• **Exercise aim**
Search the records for the word "below" and copy every line in which it occurs.
┌──
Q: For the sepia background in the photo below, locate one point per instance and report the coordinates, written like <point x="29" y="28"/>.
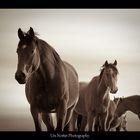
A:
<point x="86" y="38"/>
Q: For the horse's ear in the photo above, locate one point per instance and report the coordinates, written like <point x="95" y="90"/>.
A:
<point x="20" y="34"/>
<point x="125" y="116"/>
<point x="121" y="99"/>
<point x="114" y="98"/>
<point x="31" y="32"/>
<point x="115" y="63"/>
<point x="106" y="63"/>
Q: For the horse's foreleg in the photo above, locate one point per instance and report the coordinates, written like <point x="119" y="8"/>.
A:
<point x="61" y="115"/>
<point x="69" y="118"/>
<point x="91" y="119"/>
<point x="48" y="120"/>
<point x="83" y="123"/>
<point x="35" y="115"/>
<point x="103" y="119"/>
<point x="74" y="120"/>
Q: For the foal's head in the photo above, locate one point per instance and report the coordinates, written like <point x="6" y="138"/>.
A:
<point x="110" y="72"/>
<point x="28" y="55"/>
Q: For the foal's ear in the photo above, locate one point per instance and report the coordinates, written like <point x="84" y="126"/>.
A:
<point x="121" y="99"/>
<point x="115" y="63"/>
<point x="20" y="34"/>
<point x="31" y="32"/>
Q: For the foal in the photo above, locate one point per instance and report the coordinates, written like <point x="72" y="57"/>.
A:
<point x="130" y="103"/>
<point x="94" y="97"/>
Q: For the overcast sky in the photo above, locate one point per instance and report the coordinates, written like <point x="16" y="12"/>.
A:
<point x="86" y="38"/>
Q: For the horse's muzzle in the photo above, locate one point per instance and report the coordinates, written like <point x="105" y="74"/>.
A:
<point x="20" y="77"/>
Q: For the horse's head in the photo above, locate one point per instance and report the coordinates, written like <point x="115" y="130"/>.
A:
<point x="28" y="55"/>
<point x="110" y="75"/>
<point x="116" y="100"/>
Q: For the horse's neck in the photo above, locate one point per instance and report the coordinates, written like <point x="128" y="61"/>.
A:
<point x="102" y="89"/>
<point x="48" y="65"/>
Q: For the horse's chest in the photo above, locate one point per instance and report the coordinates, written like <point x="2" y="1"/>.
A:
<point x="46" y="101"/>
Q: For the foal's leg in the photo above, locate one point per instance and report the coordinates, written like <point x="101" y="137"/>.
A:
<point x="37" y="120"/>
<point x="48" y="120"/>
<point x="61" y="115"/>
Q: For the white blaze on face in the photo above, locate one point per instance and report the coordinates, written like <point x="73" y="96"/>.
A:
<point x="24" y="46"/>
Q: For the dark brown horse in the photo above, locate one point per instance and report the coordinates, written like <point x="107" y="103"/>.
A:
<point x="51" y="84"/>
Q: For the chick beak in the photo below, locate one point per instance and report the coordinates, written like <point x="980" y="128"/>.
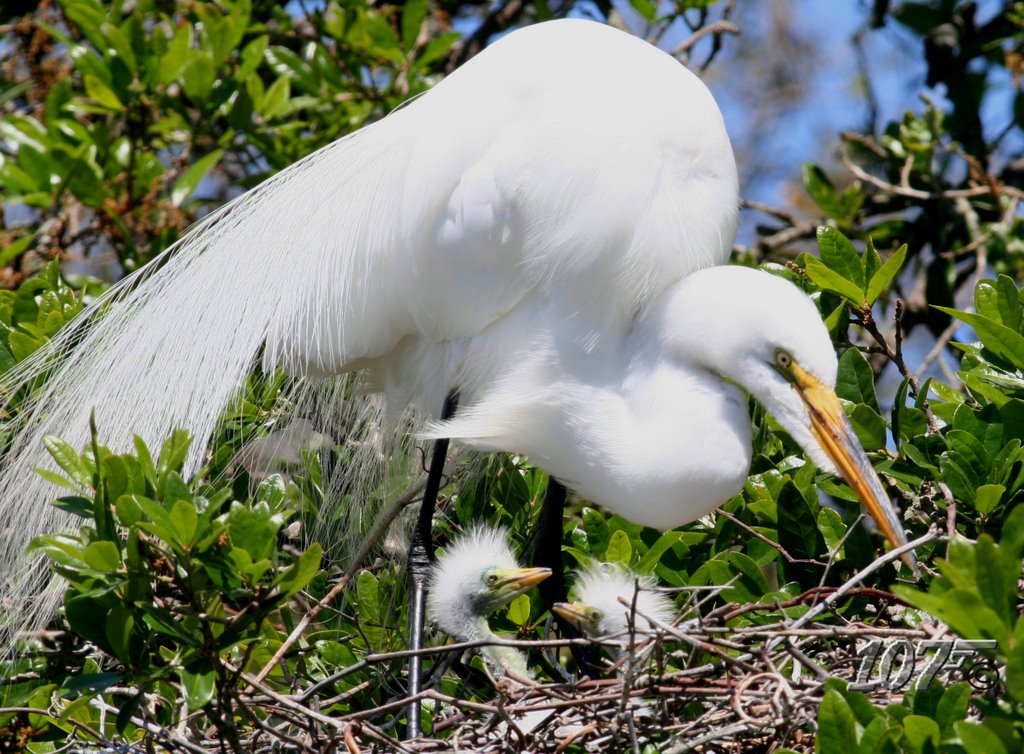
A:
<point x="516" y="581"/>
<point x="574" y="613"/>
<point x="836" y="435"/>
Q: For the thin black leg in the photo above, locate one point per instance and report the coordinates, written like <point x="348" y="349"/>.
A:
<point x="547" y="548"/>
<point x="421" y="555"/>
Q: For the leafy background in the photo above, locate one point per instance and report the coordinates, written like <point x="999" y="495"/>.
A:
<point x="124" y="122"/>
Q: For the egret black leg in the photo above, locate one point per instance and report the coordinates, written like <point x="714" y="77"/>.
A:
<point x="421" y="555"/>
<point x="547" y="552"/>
└──
• **Written reply**
Q: For the sepia background in the photo below, locate one point per instance and report the coordinates, written like <point x="29" y="28"/>.
Q: For the chick beak in the photo below, locate one point per instance and report the coordinates, written like <point x="980" y="128"/>.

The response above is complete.